AIM:
Copy word for word the stretch of the records from the line containing "Report the location of every instance of the green leaf" through the end of the records, leaving the pictures out.
[BEGIN]
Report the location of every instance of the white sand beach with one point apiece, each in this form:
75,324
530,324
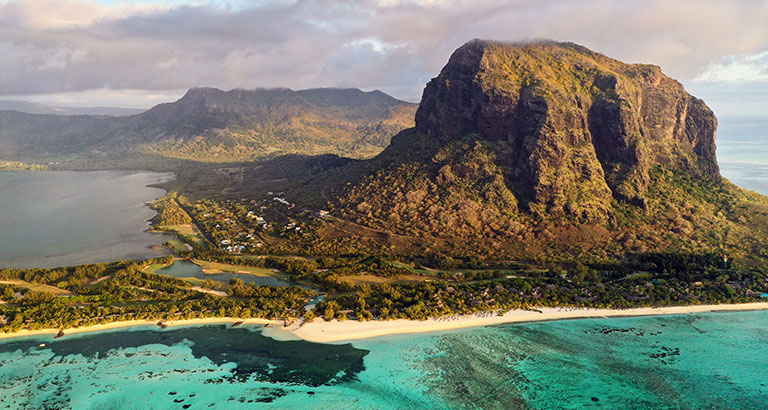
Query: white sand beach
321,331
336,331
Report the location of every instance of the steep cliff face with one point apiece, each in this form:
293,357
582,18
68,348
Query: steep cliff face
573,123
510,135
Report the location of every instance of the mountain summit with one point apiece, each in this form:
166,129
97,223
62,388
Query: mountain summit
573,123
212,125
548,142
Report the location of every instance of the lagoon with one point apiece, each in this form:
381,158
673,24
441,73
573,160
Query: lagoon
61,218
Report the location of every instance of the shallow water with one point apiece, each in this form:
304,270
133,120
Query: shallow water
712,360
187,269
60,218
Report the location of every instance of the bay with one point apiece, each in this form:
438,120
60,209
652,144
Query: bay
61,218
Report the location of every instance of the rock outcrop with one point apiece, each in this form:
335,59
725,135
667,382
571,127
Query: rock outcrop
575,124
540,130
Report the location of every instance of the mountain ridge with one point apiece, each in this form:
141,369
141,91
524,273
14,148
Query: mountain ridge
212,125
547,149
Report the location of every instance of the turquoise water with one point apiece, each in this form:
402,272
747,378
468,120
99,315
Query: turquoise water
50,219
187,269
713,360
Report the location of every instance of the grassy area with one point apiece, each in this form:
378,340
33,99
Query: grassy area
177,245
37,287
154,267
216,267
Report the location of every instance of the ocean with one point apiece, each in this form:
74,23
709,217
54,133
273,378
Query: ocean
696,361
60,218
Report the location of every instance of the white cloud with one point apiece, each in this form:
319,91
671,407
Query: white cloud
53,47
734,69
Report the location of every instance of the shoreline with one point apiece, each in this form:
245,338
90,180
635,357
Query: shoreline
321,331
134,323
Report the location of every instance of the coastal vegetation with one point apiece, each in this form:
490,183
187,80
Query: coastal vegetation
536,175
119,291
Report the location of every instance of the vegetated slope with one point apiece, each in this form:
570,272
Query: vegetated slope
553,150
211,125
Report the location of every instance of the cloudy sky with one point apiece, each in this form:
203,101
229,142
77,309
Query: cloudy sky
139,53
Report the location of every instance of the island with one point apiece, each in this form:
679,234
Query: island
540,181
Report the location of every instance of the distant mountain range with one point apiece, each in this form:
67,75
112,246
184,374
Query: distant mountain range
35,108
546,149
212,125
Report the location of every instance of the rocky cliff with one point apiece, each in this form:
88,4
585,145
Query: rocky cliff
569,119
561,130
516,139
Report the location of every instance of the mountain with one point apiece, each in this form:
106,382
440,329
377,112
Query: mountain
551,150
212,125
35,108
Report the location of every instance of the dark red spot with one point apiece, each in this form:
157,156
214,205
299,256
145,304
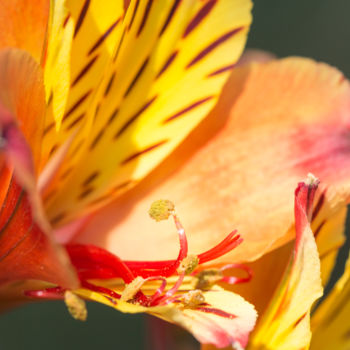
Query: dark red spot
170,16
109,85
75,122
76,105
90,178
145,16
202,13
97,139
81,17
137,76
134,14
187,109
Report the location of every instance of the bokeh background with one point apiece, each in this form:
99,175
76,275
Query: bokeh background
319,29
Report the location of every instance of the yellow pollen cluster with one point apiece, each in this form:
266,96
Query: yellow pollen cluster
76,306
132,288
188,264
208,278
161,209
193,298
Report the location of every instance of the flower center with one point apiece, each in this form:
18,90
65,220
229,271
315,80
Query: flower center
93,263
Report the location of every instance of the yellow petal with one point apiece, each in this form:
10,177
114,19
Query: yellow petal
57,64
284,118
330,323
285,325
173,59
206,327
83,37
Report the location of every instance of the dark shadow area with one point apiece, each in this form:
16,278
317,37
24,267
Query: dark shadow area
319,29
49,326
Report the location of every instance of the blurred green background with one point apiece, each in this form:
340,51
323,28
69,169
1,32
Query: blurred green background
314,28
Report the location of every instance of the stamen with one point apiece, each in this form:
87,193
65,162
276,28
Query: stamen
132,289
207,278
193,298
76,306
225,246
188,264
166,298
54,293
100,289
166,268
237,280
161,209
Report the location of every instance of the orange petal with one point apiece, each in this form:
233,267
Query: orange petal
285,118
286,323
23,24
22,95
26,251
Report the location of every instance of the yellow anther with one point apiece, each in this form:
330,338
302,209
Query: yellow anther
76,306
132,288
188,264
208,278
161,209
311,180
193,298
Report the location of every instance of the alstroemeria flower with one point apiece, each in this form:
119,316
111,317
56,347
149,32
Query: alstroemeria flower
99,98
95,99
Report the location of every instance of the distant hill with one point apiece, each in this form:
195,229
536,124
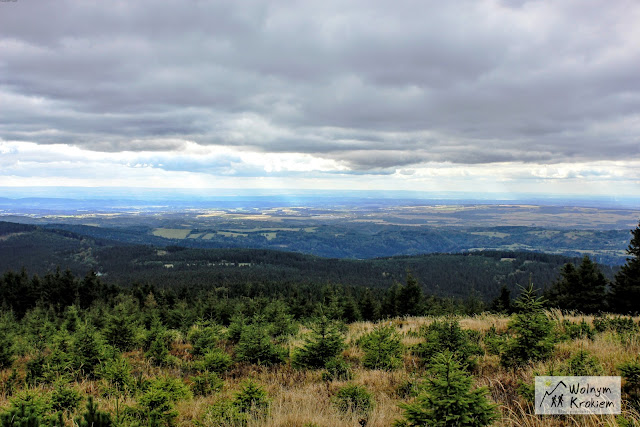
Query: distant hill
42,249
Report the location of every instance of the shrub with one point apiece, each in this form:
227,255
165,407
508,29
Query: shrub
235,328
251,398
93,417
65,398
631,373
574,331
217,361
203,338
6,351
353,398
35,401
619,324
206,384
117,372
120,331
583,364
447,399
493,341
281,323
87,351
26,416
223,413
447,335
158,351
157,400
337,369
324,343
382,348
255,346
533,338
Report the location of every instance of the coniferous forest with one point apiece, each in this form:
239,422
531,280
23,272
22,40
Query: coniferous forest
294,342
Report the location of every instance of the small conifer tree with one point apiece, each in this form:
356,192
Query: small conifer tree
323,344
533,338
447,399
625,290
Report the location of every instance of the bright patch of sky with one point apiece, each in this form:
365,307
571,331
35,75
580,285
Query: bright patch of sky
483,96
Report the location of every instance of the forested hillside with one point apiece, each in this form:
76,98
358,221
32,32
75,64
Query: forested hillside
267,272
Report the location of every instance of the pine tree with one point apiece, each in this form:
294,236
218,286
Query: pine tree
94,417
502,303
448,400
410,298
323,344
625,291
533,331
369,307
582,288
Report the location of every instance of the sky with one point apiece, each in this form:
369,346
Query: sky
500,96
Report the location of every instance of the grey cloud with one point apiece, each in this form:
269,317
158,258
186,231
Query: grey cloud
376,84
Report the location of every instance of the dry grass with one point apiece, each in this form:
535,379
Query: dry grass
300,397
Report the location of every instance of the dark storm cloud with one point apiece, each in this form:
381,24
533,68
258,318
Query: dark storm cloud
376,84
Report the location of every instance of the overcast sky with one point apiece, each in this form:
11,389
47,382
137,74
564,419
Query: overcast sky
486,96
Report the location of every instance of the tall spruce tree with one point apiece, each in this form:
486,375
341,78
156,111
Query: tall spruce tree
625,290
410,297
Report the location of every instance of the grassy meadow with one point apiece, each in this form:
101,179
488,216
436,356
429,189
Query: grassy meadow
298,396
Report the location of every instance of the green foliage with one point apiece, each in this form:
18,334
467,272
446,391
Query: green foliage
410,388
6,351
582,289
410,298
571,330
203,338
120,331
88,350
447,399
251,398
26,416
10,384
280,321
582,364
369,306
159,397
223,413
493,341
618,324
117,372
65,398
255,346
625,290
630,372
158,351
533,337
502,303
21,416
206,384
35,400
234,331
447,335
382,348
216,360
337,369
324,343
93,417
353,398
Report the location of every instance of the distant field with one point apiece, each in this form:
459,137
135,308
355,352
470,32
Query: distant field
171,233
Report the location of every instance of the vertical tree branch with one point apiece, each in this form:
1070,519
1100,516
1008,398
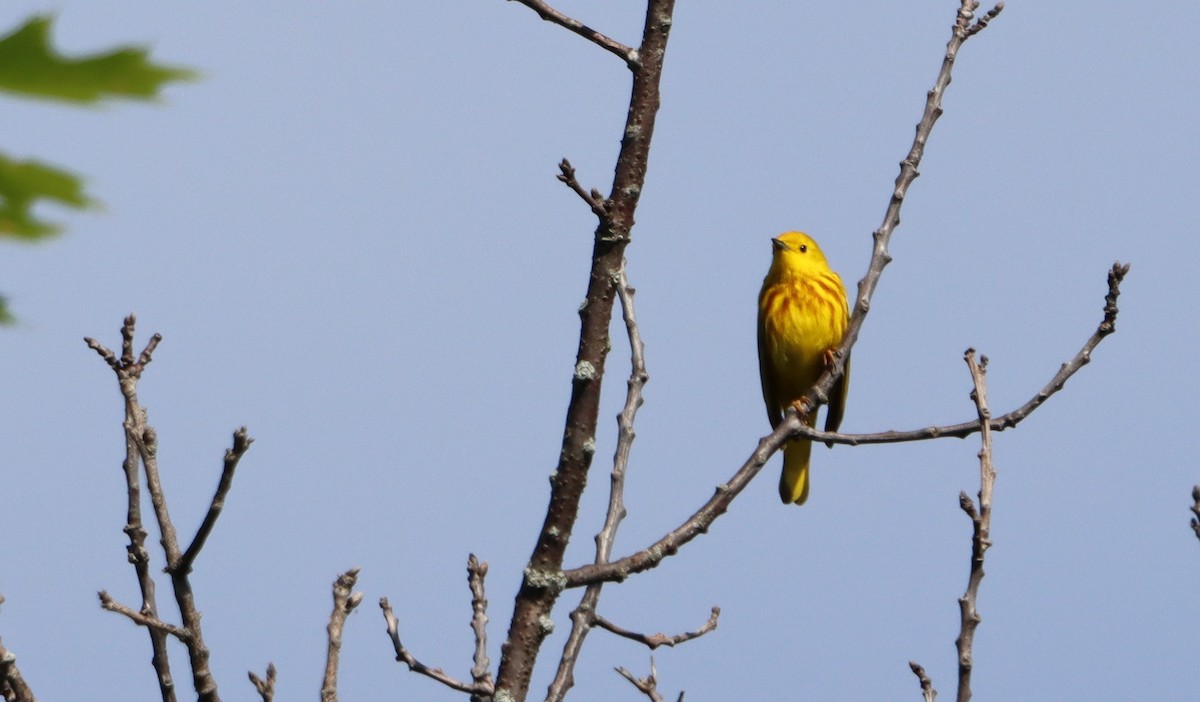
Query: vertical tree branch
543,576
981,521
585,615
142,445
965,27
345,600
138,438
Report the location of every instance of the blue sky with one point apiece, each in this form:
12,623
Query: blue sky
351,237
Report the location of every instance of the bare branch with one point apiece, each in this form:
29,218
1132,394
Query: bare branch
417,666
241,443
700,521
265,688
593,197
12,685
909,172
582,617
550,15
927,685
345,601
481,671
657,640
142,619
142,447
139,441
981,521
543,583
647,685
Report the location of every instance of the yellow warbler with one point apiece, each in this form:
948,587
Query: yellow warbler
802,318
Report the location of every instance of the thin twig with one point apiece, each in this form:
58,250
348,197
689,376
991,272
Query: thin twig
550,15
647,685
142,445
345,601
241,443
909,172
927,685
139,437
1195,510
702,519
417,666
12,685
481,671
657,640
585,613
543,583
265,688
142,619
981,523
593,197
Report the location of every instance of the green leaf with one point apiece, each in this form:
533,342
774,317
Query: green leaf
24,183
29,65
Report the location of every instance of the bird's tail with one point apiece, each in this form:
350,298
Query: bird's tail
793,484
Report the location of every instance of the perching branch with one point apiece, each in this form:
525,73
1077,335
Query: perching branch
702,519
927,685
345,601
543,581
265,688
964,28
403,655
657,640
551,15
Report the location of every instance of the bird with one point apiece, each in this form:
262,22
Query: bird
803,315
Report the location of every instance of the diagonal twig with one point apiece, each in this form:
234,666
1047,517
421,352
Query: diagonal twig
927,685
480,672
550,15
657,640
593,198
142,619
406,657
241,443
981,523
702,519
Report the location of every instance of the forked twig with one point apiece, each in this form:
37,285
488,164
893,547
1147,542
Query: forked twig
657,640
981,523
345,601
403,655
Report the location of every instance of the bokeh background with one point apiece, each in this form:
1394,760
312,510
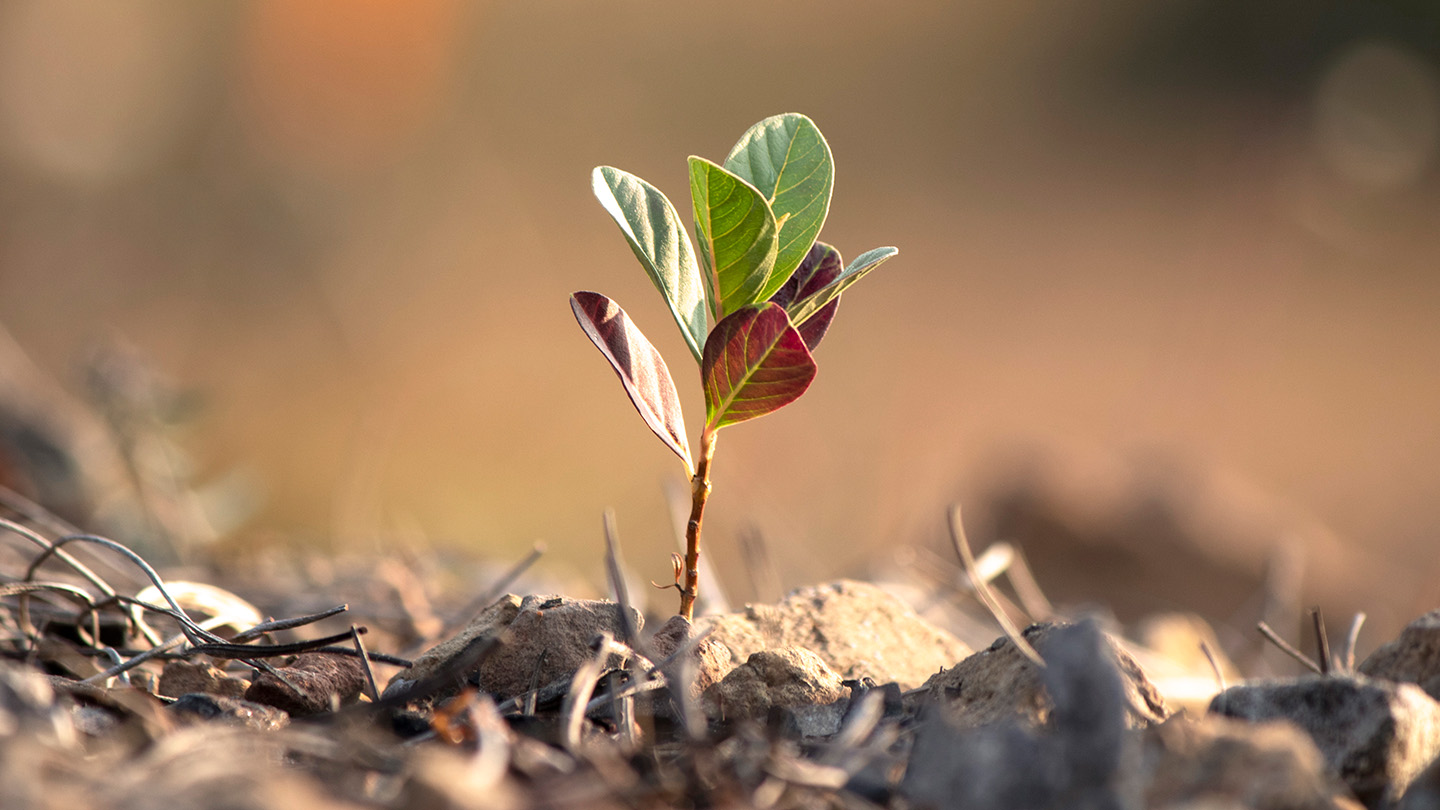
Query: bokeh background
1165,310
[END]
SOLUTION FOR THIS PROBLEM:
Report the location of every instance of the green leaf with one point apiece, each in this form:
533,342
774,317
Query: green leaf
24,183
29,65
Report the location of every instance of the bird's tail with one point apiece, each in this form:
350,298
Query: bird's tail
793,484
Report the location of every instance of the perching branch with one point apiece, each in this form:
525,73
1077,335
Query: perching branch
702,519
927,685
345,601
543,581
265,688
964,28
403,655
657,640
551,15
Report the location of every instance of the bird with one point apiece, each in this form:
262,22
Query: bird
803,315
Report the location of every instance of the diagonal twig with one point apiece, each in this form:
234,666
1047,517
421,352
Query: diagonal twig
927,685
480,672
550,15
657,640
593,198
142,619
406,657
241,443
981,523
702,519
Report the location of every instance of the forked twig with one point apiece, each in this form:
37,285
488,164
893,547
1147,542
Query: forked twig
657,640
981,523
345,601
403,655
Report the location of every instance of the bokeh background with one point apiece, each in this form:
1394,760
312,510
Query: bokeh background
1165,310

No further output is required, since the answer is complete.